To do: Report how many lines in the rows below contain the string "pink", treating uppercase and lowercase as different, and give only the number.

Exercise material:
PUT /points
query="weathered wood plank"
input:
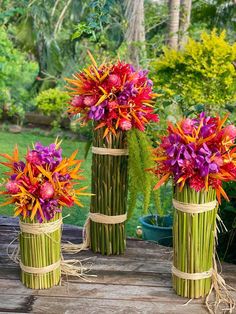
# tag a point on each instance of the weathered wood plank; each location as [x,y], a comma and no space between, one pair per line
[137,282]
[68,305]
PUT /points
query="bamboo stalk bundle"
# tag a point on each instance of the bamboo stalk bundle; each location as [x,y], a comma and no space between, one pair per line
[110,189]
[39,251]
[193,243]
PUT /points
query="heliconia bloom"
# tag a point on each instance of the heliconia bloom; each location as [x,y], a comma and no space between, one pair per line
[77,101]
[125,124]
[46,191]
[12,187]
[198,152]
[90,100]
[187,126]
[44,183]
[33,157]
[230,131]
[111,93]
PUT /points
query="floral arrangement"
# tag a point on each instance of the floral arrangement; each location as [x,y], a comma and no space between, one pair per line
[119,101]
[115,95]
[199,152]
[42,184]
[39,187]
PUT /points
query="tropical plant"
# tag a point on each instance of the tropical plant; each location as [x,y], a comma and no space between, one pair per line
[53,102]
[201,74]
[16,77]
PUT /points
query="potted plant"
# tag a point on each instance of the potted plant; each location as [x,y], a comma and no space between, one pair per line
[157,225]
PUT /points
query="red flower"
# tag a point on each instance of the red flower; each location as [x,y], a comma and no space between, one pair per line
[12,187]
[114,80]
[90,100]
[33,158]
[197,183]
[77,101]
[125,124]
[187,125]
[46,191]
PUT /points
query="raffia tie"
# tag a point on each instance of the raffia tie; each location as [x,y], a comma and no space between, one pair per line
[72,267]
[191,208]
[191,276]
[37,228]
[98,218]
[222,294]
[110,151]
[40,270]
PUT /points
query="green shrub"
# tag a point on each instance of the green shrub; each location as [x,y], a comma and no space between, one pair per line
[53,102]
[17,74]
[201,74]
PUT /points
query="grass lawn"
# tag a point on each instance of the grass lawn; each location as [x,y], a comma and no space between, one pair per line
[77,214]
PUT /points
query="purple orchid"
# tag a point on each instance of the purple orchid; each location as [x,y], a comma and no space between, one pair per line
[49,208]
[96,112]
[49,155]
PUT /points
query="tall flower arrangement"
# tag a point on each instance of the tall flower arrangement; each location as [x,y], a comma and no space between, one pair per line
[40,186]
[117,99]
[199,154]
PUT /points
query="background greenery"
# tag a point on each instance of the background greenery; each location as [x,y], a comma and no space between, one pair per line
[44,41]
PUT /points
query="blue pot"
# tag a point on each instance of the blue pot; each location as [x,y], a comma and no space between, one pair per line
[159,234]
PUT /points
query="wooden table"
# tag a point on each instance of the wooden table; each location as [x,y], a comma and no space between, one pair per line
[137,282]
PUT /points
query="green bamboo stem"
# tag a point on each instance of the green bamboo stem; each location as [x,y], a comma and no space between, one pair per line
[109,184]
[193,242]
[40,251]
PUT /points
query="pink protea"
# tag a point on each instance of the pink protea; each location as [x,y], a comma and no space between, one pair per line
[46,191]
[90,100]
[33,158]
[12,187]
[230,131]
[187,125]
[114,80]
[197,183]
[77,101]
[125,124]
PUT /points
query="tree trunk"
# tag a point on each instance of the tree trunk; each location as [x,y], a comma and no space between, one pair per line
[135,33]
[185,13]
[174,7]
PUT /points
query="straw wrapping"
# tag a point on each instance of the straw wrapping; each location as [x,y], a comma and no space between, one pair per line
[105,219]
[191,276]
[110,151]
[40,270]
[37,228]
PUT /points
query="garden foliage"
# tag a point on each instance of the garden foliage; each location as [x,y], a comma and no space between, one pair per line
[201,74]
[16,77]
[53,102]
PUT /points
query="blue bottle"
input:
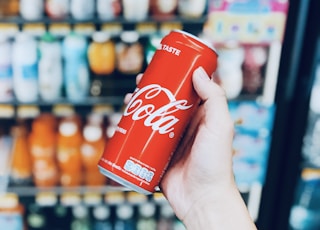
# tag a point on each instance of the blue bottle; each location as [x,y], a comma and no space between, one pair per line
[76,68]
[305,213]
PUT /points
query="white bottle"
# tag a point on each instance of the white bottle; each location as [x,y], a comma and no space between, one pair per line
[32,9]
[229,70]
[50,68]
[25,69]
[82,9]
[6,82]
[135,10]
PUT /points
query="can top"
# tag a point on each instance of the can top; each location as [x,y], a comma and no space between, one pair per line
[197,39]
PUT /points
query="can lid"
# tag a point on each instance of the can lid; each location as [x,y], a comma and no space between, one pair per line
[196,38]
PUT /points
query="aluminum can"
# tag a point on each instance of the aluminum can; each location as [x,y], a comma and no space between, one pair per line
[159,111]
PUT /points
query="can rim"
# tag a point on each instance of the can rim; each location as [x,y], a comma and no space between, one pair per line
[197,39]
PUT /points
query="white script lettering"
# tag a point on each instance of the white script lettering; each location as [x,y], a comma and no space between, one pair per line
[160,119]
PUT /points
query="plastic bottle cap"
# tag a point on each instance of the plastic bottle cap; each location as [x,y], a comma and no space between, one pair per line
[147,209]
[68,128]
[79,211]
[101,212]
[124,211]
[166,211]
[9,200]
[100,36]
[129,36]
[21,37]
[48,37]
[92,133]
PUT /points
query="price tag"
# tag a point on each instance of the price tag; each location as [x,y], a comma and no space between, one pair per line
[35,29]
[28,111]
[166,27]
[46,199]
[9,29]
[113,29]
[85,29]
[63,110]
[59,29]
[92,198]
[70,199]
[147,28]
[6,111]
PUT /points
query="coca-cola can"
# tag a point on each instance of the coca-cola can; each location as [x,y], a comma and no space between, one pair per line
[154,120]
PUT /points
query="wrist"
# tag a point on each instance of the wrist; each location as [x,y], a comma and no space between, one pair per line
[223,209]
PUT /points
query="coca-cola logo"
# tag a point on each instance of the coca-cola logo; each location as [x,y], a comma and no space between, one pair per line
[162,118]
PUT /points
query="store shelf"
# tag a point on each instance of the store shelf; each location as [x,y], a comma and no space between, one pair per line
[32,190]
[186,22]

Exercise response: 2